In defensive situations like that, where you believe the company really has potential, an investment might be justified because it could protect (or even enhance) the value of your existing investment. For example, I have seen deals where early investors who put in their full pro-rata were rewarded by having all of their stock elevated to a pari pasu position with the top of the preference stack, whereas investors who didn't were left at the bottom of a now even more top-heavy stack. If you are feeling good about the company's prospects, that is an opportunity to potentially enhance the value of your holdings.
Fortunately really defensive “pay to play” situations are not common and each one tends to have a pretty unique fact pattern you are probably going to need to weigh on a stand-alone basis. So I will focus mostly on offense situations. Many of the analyses and concepts applicable to the offense situation can actually help in defense situations too.
Offense situations typically present the classic follow-on conundrum. The company is doing reasonably well (it’s pretty rare for a company to nail or exceed their forecasts - those cases are pretty clear cut green lights), and you need to decide whether to put additional money in. My decision framework really has three main elements, each of which has its own analysis:
Reconfirming there is still sufficient upside potential forward from this round.
Reconfirming the downside risk at this point is still acceptable.
Reexamining the opportunity cost of this investment given current climate.
In the next issue of this newsletter, we’ll continue the article.
A Look at a Portfolio Company
We are pleased to currently have nine companies in the iiM portfolio with due diligence underway for additional investments. One of our portfolio companies is Mazen Animal Health, based in Kansas City, MO.
Mazen Animal Health is developing oral vaccines for animal health. This efficient, low cost expression system has oral delivery capability appropriate for both livestock and companion animals, enabling the elimination of cold chain systems and simplifying vaccine administration.The inspiration behind the company name, a novel vaccine platform uses maize as a biofactory for the production of recombinant vaccines. This unique approach enables oral delivery of vaccines in an edible form with distinct advantages over today’s injectables, topicals and water-based orals.
_ _ _ _
* Prompt A *
Summarize the newsletter excerpt in two sentences.
* Prompt B *
Reproduce word for word the part of the newsletter excerpt starting with "Fortunately really defensive" and going on through "from this round.".

* Record set *
_ _ _ _
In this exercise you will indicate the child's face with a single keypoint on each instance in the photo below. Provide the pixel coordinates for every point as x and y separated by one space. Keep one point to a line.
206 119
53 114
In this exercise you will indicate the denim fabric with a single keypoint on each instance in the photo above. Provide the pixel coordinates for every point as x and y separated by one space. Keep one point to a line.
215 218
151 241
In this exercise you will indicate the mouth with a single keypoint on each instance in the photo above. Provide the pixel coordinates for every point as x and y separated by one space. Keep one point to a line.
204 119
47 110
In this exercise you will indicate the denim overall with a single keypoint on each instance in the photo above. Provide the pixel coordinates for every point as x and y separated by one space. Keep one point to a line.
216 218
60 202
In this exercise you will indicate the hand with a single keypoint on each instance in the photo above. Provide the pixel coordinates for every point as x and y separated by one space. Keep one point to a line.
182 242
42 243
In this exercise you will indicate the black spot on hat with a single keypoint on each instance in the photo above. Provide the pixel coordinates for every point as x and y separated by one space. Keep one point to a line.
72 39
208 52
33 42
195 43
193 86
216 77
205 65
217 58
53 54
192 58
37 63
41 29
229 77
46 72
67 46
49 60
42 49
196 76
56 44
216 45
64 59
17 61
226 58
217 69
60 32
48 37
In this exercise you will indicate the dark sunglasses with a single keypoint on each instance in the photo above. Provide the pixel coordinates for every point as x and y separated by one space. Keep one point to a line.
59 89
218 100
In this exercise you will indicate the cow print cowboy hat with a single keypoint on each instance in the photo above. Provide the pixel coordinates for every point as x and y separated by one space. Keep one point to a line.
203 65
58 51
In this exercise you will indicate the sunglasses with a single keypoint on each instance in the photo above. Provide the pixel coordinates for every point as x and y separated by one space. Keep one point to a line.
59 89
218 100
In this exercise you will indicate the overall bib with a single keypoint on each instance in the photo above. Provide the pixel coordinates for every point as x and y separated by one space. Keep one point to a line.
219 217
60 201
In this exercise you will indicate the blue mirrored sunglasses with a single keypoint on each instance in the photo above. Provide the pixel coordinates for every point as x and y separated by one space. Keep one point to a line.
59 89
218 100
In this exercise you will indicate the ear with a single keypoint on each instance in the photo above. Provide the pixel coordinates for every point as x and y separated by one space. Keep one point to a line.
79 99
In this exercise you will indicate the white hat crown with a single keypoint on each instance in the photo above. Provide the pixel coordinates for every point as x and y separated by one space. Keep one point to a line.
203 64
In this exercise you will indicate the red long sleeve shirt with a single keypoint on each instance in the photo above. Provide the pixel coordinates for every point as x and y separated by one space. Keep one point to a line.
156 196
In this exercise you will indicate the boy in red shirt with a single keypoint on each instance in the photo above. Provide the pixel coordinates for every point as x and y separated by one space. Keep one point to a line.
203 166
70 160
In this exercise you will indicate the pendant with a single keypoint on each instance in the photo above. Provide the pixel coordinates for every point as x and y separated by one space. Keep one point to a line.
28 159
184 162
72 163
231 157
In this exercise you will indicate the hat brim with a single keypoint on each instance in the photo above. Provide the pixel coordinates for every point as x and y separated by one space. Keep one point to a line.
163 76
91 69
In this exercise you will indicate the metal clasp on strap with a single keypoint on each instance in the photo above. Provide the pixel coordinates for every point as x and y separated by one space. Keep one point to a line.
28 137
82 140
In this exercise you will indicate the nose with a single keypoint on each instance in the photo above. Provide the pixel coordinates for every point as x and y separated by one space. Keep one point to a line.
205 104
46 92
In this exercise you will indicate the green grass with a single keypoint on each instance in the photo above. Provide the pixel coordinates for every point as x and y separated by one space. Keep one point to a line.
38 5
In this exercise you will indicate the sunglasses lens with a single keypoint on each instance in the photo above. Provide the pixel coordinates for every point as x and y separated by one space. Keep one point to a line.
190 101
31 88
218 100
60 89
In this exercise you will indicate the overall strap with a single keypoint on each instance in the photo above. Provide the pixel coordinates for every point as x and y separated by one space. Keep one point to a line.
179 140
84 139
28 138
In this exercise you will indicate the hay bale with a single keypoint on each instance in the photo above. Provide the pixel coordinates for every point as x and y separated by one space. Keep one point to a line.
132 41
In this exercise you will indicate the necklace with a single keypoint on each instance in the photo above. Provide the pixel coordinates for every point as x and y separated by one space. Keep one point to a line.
_ _ _ _
* Reply A *
The excerpt weighs whether to put additional money into a company in a later round, noting that defensive "pay to play" situations are uncommon and focusing on offense situations judged by upside potential, downside risk and opportunity cost. It also presents Mazen Animal Health, a Kansas City company in the iiM portfolio that uses maize as a biofactory to develop oral vaccines for livestock and companion animals.

* Reply B *
Fortunately really defensive “pay to play” situations are not common and each one tends to have a pretty unique fact pattern you are probably going to need to weigh on a stand-alone basis. So I will focus mostly on offense situations. Many of the analyses and concepts applicable to the offense situation can actually help in defense situations too.
Offense situations typically present the classic follow-on conundrum. The company is doing reasonably well (it’s pretty rare for a company to nail or exceed their forecasts - those cases are pretty clear cut green lights), and you need to decide whether to put additional money in. My decision framework really has three main elements, each of which has its own analysis:
Reconfirming there is still sufficient upside potential forward from this round.